**Assignment**
Could you reproduce all of the records exactly?

————————

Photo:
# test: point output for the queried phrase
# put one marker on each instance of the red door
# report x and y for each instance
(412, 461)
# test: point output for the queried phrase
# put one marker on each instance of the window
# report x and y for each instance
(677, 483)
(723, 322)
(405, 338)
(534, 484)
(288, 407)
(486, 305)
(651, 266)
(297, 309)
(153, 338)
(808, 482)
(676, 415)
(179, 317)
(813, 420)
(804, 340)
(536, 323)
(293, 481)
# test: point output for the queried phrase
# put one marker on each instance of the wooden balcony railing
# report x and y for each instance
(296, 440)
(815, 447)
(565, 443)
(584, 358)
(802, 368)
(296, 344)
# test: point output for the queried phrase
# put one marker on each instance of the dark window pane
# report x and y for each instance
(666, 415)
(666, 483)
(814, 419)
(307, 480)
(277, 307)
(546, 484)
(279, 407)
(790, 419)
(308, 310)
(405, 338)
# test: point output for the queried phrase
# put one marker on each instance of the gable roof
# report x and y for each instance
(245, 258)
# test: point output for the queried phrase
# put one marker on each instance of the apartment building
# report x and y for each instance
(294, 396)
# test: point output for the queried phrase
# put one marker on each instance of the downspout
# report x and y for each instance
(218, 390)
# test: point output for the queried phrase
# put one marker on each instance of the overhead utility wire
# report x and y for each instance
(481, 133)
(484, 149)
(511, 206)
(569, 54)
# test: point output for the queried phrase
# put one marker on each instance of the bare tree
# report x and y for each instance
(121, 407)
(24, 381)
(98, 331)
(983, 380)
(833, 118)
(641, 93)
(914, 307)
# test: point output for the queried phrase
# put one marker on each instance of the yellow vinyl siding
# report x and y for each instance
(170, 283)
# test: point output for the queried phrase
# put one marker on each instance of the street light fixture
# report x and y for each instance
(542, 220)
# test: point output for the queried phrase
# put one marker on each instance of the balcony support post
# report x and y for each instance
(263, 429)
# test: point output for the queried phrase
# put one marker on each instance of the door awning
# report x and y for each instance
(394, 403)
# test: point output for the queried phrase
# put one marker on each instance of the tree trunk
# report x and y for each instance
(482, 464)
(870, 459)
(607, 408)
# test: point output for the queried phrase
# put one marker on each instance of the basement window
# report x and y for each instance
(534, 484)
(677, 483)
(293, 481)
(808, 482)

————————

**Task result**
Photo:
# test: point output for the queried phrase
# put one marker on each instance of the red door
# report x and y for each instance
(412, 461)
# test: point output for the queried phrase
# put one marker on each instance of the window
# report x and y for each instance
(677, 483)
(723, 322)
(405, 338)
(534, 484)
(288, 407)
(486, 305)
(651, 266)
(297, 309)
(153, 338)
(808, 482)
(676, 415)
(179, 317)
(813, 420)
(804, 340)
(536, 323)
(293, 481)
# test: point output for the queried phrase
# put one marker on each instance of the wooden balcony railing
# report x and y for each instance
(296, 440)
(815, 447)
(565, 443)
(584, 358)
(802, 368)
(296, 344)
# test: point output for the queried phrase
# put one marker on each instance of the dark window pane
# report x and y for each instance
(666, 415)
(666, 483)
(814, 419)
(307, 480)
(277, 307)
(546, 484)
(279, 407)
(790, 419)
(308, 310)
(405, 338)
# test: point output for the queried phrase
# put one marker on each instance of the gable roof
# report x and y for each instance
(245, 258)
# test: point output for the queried phrase
# put one marker on each instance of the apartment building
# report x and y for each instance
(294, 396)
# test: point output for the queried phrase
# put one marker on each instance of the downspout
# report x and y for each instance
(218, 390)
# test: point output for the queried phrase
# put one marker on each instance of the overhead utility wire
# report x and y for each instance
(481, 133)
(484, 149)
(511, 206)
(569, 54)
# test: point output for the queried phrase
# put one marker on each instance of the bare tree
# report x and y for each instance
(121, 407)
(24, 381)
(98, 331)
(983, 380)
(833, 118)
(641, 93)
(914, 307)
# test: point output for the queried phrase
# put one marker on each instance of the yellow vinyl siding
# report x and y for each instance
(170, 283)
# test: point output for the queried phrase
# put one marker on each instance of the street light fixture
# report x and y for each instance
(542, 220)
# test: point output for the queried phrase
# put one marker on each instance of the balcony support post
# report x and y for each instance
(263, 429)
# test: point output for the queried phrase
# put one marker on each instance of the door awning
# report x and y for each instance
(394, 403)
# test: point output for the queried phrase
# put one marker on each instance of the tree trunk
# report x and y for each instance
(482, 464)
(870, 459)
(607, 408)
# test: point output for the queried phrase
# put one marker on each instance of the basement window
# report x and y for each instance
(534, 484)
(677, 483)
(293, 481)
(808, 482)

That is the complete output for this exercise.